# Text shown:

Crops developed using gene-editing techniques should not be classified under the same strict EU rules for genetically-modified organisms (GMs), according to France’s agriculture minister.
The European Court of Justice (ECJ) ruled in 2018 that gene-editing techniques, such as Crispr-Cas9, qualify as products of genetic engineering under European law.
But in an interview published by a number of farming media agencies, including Agra Presse, Julien Denormandie said he disagreed.
“New breeding techniques [NBTs] are not GMs,” said the agriculture minister.
“These are technologies that accelerate plant breeding.
“This technology makes it possible to spawn earlier a strain that might have appeared naturally at some point, and that’s great. It is very different from GMs.”
In the UK, a Defra secretary George Eustice launched a consultation on future regulation of gene editing technology at the virtual Oxford Farming Conference earlier this month. It will run until 17 March.
Mr Eustice said that gene editing was not the same as GM technology, where DNA from another plant or animal is inserted into another. It is really a natural evolution of conventional breeding techniques, he argued.
“Gene editing allows us to more accurately move traits within the same species in a way that could happen naturally and which therefore respects the rules of nature,” he said.
ECJ ruling ‘flawed’
Mr Eustice described the ECJ ruling on gene editing as “flawed and stifling to scientific progress”.
But he suggested that gene editing “could unlock substantial benefits to nature, the environment and help farmers with crops resistant to pests, disease or extreme weather and to produce healthier, more nutritious food”.
The UK government says leaving the EU will allow the country to set its own regulations and standards based on science and evidence.
But critics warn that any divergence from EU rules on gene editing could threaten free trade in foods.

# Supplied information:
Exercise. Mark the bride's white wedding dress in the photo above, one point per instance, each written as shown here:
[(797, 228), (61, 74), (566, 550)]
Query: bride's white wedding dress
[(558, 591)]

# What is expected:
In the article on gene editing above, until what date will the UK consultation on regulating gene editing run?

# Task response:
17 March.